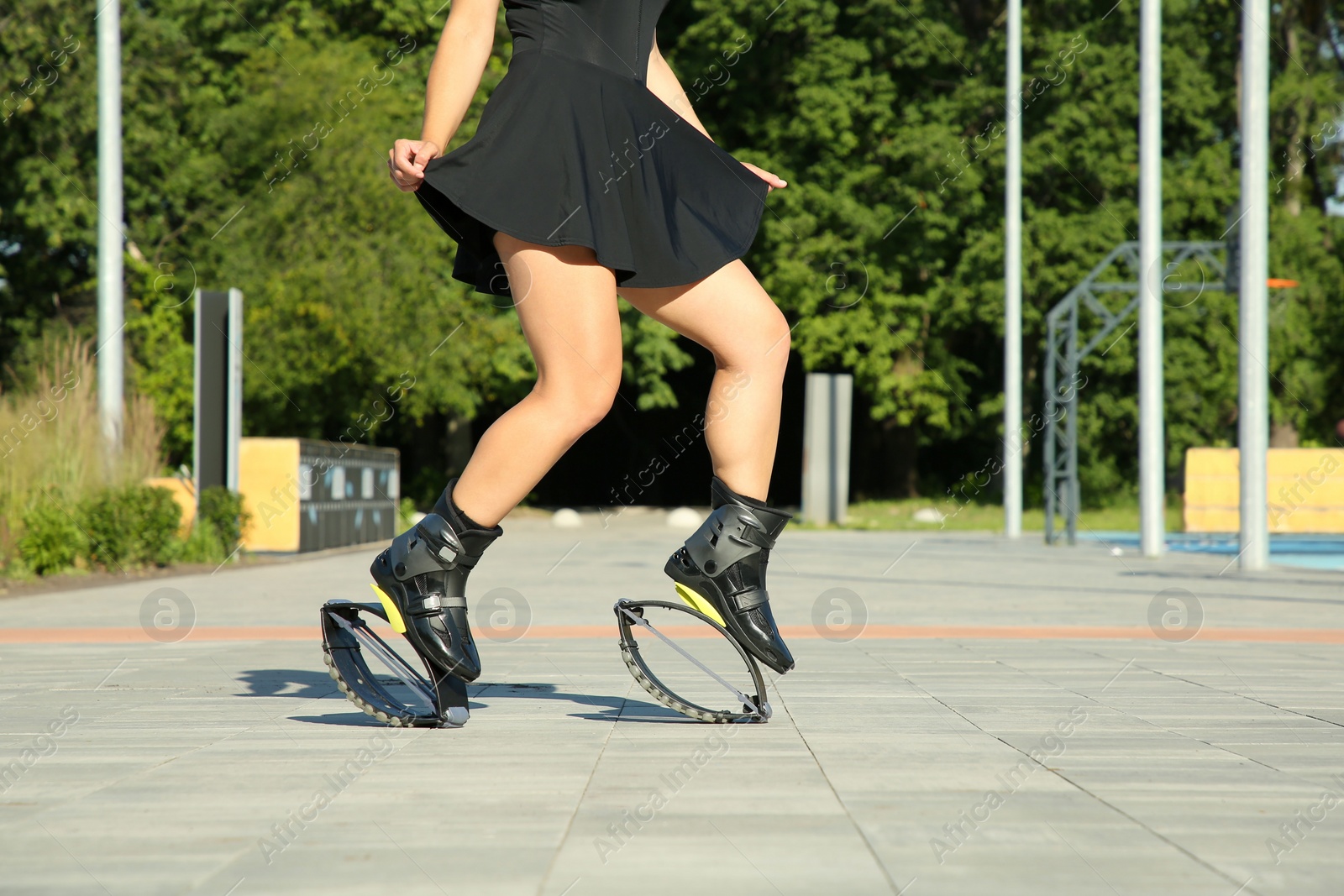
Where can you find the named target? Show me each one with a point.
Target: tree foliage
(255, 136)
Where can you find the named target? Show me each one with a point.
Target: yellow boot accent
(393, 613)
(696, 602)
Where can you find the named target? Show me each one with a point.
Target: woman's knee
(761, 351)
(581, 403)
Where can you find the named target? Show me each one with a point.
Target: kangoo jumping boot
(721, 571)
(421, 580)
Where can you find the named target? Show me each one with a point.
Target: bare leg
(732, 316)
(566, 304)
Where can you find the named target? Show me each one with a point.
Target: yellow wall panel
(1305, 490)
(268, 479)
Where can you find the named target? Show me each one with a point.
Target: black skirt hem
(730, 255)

================================

> **TASK TO CARRY OUT**: Retype every one of the records above word for word, leaving out the pictures.

> **RESPONSE FOR THIS EXERCISE**:
Where can you find the named target? Show me each one with a point.
Target: tree foliage
(255, 136)
Where can you find the named target? Show me each one with a point.
Target: yellow boot accent
(393, 613)
(696, 602)
Where can you find the named target? Show me each one with a point.
Target: woman's knee
(761, 351)
(581, 403)
Where can you find the named target? Show me each one with a point.
Target: kangoo jumping boot
(721, 571)
(421, 580)
Where can you find the named target? Show me each one with a point.
Target: bare leg
(732, 316)
(566, 304)
Where can you find the named target? Show me each one with a point.
Target: yellow wall panel
(1305, 490)
(268, 479)
Where can you find the named target? Show me each one with a point.
Target: black skirt hem
(730, 255)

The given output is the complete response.